# Problem
Answer these questions using the passage about Ariana below.
1. How old is Ariana?
2. What nickname does her sister Keira go by?
3. What is their mother's name?
** Opening Quoted passage block **
I'd like to introduce you to Ariana, aka "Squishy," the sweet, sassy and seriously adorable 2-year-old that has stolen my heart.
From the moment I discovered her via her mother's Instagram page, it was love at first sight. But it isn't just her chubby cheeks, infectious giggle and megawatt smile that have me captivated -- it's also the fact that Squishy has Down syndrome.
I grew up with a brother who has special needs, so watching Squishy's life unfold in a series of beautiful Instagram photos and videos really hits home for me. Although my brother doesn't specifically have DS, there is something uniquely amazing about being in a family with someone that has developmental disabilities. My sister and I definitely attribute most of our kindness and awesomeness to being raised with our brother. Which is also why I love that Squishy's best friend and sidekick is her 10-month-old sister, Keira, aka "Kiki."
The dynamic duo has the best adventures together, which are all captured by their mother, Andrea Hinton. The 30-year-old stay-at-home mom is on a mission to show that her two seemingly different daughters are actually very similar in many ways.
So, in celebration of World Down Syndrome Day on Saturday, we chatted with Hinton about Squishy, Kiki, parenting two exceptional little girls and what people should know (and love) about children with DS. Check it out below ...
** Closing Quoted passage block **
** Opening Data extracts block **
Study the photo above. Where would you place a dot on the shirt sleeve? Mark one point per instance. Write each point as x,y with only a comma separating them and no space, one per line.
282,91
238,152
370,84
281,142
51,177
** Closing Data extracts block **
# Written answer
1. She is 2 years old.
2. Kiki.
3. Andrea Hinton.